Line by line, restate the listing below without any change.
═════ Supplied records ═════
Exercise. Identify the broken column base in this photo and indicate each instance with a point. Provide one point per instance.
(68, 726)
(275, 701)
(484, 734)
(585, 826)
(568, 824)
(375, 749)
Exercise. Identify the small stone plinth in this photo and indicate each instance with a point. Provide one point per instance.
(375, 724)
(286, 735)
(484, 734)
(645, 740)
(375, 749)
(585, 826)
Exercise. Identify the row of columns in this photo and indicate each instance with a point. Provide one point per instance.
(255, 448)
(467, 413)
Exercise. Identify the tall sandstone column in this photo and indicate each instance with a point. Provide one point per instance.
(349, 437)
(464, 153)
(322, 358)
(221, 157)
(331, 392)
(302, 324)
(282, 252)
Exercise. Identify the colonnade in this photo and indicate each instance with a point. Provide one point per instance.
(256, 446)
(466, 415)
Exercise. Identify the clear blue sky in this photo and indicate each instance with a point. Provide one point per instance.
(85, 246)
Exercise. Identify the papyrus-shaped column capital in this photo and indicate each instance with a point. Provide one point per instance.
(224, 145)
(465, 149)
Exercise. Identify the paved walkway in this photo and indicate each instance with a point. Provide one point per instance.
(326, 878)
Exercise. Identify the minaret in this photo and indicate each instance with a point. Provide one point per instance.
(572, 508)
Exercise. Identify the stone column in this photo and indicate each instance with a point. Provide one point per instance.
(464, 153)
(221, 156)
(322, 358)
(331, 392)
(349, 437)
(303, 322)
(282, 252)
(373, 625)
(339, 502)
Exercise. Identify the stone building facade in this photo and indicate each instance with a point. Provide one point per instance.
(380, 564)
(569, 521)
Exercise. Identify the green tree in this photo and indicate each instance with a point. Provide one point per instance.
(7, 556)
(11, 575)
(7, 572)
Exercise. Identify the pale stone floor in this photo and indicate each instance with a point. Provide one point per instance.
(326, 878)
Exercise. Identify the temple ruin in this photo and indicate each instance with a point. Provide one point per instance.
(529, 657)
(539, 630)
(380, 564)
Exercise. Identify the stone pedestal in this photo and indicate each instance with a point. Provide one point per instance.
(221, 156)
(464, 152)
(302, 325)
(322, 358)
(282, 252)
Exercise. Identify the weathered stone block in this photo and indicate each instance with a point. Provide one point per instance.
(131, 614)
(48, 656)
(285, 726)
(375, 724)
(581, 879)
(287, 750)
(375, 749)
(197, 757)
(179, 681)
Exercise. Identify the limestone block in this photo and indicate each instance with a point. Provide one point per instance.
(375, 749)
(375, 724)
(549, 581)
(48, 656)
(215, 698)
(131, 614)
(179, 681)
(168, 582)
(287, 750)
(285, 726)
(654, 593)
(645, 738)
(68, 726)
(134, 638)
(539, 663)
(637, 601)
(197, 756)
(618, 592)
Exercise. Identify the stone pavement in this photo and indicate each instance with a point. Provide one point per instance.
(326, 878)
═════
▶ Exercise output:
Exercise. Identify the broken column base in this photo and indicate each instance with a point. Provide one point per instance.
(68, 726)
(275, 701)
(484, 734)
(585, 826)
(568, 824)
(375, 749)
Exercise. Identify the small stone plinth in this photo and indicate each instance with a point. Provide one point per instance.
(375, 724)
(286, 735)
(484, 734)
(645, 740)
(375, 749)
(585, 826)
Exercise. Identify the row of columns in this photo and indicate each instance with a point. Provide one point per instance.
(255, 448)
(467, 413)
Exercise. Identify the tall sandstone column in this photo and indicate each instance with a point. Provide one point per instance.
(349, 437)
(464, 153)
(322, 358)
(221, 157)
(331, 392)
(302, 324)
(282, 252)
Exercise. Identify the colonnade in this photo and indicate each instance with a point. Provide one point per instance.
(256, 446)
(466, 415)
Exercise. Identify the clear blue sky in this photo and indicate each instance with a point. Provide one point per instance.
(85, 246)
Exercise. Identify the papyrus-shaped column capital in this photo and indicate each instance with a point. Provide one point per instance.
(224, 145)
(465, 149)
Exercise. Identify the paved walkway in this photo and indicate each instance with a point. Provide one point per instance.
(326, 878)
Exercise. Identify the minaret in this photo and indicate each instance with a point. Provide one point per instance.
(572, 508)
Exercise. Identify the stone column in this photo and indicate each instance with a point. Provide one point per instance.
(464, 153)
(221, 156)
(322, 358)
(331, 392)
(349, 437)
(303, 322)
(282, 252)
(373, 625)
(339, 502)
Exercise. Identify the stone building facade in this photo and indicate each instance with a point. Provide one point per instance.
(380, 564)
(569, 521)
Exercise. Identify the green tree in this photo and indicate each instance with a point. Provide one point per instance.
(7, 556)
(11, 575)
(7, 572)
Exercise. Identify the pale stone floor in this photo and indicate each instance with a point. Provide one point per instance.
(326, 878)
Exercise. Identify the temple ruin in this photo and indicate each instance with a point. Provide one point per instance.
(529, 657)
(539, 630)
(380, 564)
Exercise. Identify the stone pedestal in this photo and indicate each instance with a point. Provide one point per instance.
(221, 156)
(464, 152)
(302, 325)
(322, 358)
(282, 252)
Exercise. Identify the weathered stone block in this photo and indicate each instance with a point. Provide one point per instance.
(131, 614)
(48, 656)
(285, 726)
(375, 724)
(581, 879)
(287, 750)
(375, 749)
(197, 757)
(179, 681)
Exercise. Identify the limestone block in this photo and indicate each instance with a point. Provide one point per instance.
(375, 749)
(375, 724)
(549, 581)
(48, 656)
(215, 698)
(131, 614)
(179, 681)
(168, 582)
(287, 750)
(285, 726)
(654, 593)
(645, 738)
(68, 726)
(134, 638)
(539, 663)
(637, 601)
(197, 756)
(618, 592)
Exercise. Identify the stone pavement in this photo and indicate each instance with a point. Provide one point per instance.
(326, 878)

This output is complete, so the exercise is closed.